Tasks for this exercise:
1: In the post about being in a pos/neg relationship, which partner was scared of sex at first?
2: Pick up the post about being in a pos/neg relationship right after its last sentence and keep writing it.

Document section:
════════

Being in a pos/neg relationship myself, I can empathize. My partner and I are pretty rational and open minded. It was me who was scared of sex at first, being the positive one, he just let me go and we took it easy. After a while of talking and negotiating what we were both comfortable with, it has evolved and gotten better from my mental stand point and on the physical level. I still have my nights/days when I feel gross and don't want to be touched etc, and still have my fears of infecting him, but we TALK and compromise.

That said, I am not sure how you were infected; and not to sound rude, but its none of my business. But you said you have known for three and have been in a relationship for 4. Let's look at it this way, maybe he feels cheated? Maybe he is angry about something. I don't know. Maybe he is afraid to face the reality and sex causes him to face it. The complexity of it all is rather intense and versed. The only way to really reach any type of resolve is to talk about it. If it seems to go no where, suggest seeing a councilor together to have a mediator. If he is unresponsive to that, and you still feel that your needs aren't being met and its causing you stress and heartache. Then I suggest that you stop investing in something that isn't paying out a return.

════════

Supplied data:
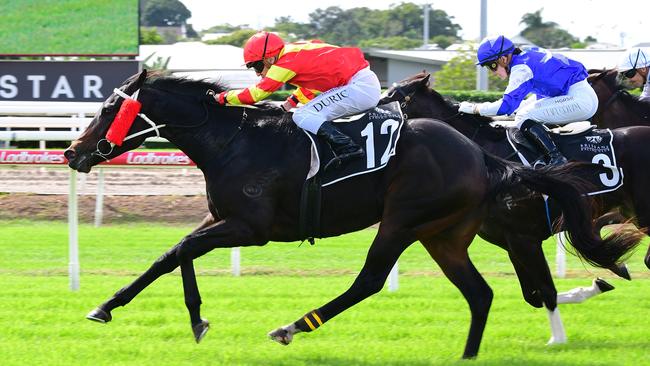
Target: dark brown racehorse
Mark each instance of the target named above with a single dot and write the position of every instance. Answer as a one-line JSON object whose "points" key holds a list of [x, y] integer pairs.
{"points": [[435, 190], [616, 107], [519, 224]]}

════════

Responses to the tasks:
1: The writer, who is the positive partner.

2:
Just because you are the positive partner doesn't mean you are to suffer and be treated subhuman. Tell him how you feel. If you entered into the relationship believing it was going to be monogamous and that was agreed to there is no reason you should accept an "open" relationship just because you have HIV. That would be unreasonable and needless to say a self esteem killer in my book. So if you give it a good attempt and he is unresponsive then I say let him be with who ever he wants just change the locks while he is out.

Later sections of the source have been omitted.